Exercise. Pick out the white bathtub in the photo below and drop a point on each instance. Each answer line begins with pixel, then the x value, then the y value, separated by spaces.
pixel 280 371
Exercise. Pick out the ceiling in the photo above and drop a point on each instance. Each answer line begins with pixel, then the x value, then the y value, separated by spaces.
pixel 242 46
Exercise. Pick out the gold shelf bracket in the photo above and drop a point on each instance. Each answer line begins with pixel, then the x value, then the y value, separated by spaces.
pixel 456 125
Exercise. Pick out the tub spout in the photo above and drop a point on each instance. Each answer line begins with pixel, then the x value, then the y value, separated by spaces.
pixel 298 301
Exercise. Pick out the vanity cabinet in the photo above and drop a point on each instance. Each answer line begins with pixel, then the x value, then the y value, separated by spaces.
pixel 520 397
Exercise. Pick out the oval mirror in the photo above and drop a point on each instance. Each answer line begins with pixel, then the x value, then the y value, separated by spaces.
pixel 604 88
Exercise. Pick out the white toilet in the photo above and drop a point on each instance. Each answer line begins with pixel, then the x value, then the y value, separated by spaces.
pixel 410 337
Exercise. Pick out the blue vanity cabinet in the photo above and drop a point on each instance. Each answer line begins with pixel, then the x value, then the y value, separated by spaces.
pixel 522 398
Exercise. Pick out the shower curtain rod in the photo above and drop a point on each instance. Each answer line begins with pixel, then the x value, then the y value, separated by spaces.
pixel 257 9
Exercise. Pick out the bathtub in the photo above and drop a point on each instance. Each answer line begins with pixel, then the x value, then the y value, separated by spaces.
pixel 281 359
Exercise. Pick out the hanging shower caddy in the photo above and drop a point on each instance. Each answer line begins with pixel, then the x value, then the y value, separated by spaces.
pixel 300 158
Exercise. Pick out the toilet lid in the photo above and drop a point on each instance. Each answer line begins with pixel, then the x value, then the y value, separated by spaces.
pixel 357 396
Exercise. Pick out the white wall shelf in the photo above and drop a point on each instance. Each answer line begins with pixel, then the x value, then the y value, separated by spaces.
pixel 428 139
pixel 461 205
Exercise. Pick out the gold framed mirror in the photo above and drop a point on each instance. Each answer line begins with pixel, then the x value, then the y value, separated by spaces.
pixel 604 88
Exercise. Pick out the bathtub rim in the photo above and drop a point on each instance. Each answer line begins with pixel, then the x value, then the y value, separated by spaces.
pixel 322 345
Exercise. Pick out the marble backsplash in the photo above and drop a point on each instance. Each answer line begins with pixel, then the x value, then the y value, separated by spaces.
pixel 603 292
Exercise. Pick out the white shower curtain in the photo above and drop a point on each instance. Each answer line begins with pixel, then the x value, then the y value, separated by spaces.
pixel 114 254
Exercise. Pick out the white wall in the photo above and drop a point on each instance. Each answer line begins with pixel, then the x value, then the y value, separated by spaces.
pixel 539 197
-.-.-
:: WORK TO DO ::
Can you set down, word for word, the lines of the data above, starting with the line that contains "Exercise. Pick out the gold framed" and going on through the line that contains "pixel 603 292", with both of those lines included?

:: RESPONSE ::
Exercise. Pick out the gold framed mirror in the photo above and drop a point on each instance. Each answer line begins with pixel, then the x value, then the y value, separated by spaces.
pixel 604 88
Exercise. Pick out the bathtub rim in the photo above and drop a point on each instance. Each answer line begins with pixel, then the x value, then the y value, separated by spaces.
pixel 322 345
Exercise. Pick out the marble backsplash in the photo above and drop a point on each instance. Each answer line begins with pixel, then the x value, then the y value, separated by spaces.
pixel 603 292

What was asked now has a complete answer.